------ Data under study ------

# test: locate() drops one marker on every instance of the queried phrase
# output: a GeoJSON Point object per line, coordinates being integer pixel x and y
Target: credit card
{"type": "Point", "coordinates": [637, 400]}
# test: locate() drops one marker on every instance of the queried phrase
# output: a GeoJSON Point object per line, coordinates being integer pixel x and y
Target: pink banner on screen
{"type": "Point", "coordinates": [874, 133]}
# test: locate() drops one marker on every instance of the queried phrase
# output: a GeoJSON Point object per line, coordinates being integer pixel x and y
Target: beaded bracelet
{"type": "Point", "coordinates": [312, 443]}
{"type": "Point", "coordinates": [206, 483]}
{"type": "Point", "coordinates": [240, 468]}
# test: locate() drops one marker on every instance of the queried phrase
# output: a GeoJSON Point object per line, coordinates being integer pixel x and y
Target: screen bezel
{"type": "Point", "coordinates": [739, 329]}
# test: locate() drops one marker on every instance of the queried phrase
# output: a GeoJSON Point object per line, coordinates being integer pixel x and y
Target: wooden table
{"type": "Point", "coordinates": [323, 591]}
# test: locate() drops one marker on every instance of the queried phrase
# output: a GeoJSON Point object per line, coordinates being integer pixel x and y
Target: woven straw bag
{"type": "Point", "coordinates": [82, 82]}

------

The records above are to be transcribed exactly and completely.

# test: locate() drops one marker on every instance of the queried phrase
# output: a GeoJSON Point object per line, coordinates being integer pixel x and y
Target: credit card
{"type": "Point", "coordinates": [637, 400]}
# test: locate() drops one marker on every instance of the queried phrase
# output: a GeoJSON Point object per line, coordinates being integer pixel x and y
Target: pink banner on screen
{"type": "Point", "coordinates": [874, 133]}
# test: locate() drops one marker on every instance of the queried phrase
# output: a GeoJSON Point object per line, coordinates being integer pixel x and y
Target: beaded bracelet
{"type": "Point", "coordinates": [312, 443]}
{"type": "Point", "coordinates": [206, 483]}
{"type": "Point", "coordinates": [240, 468]}
# test: locate() drops one marker on every instance of the queried phrase
# output: a GeoJSON Point object per line, coordinates being integer pixel x and y
Target: screen bezel
{"type": "Point", "coordinates": [739, 329]}
# test: locate() drops one marker on every instance of the queried phrase
# output: a GeoJSON Point object per line, coordinates being integer pixel x and y
Target: wooden table
{"type": "Point", "coordinates": [323, 591]}
# test: locate() drops one marker on every instance of the queried phrase
# output: a GeoJSON Point object per line, coordinates being integer pixel x and y
Target: woven straw bag
{"type": "Point", "coordinates": [82, 82]}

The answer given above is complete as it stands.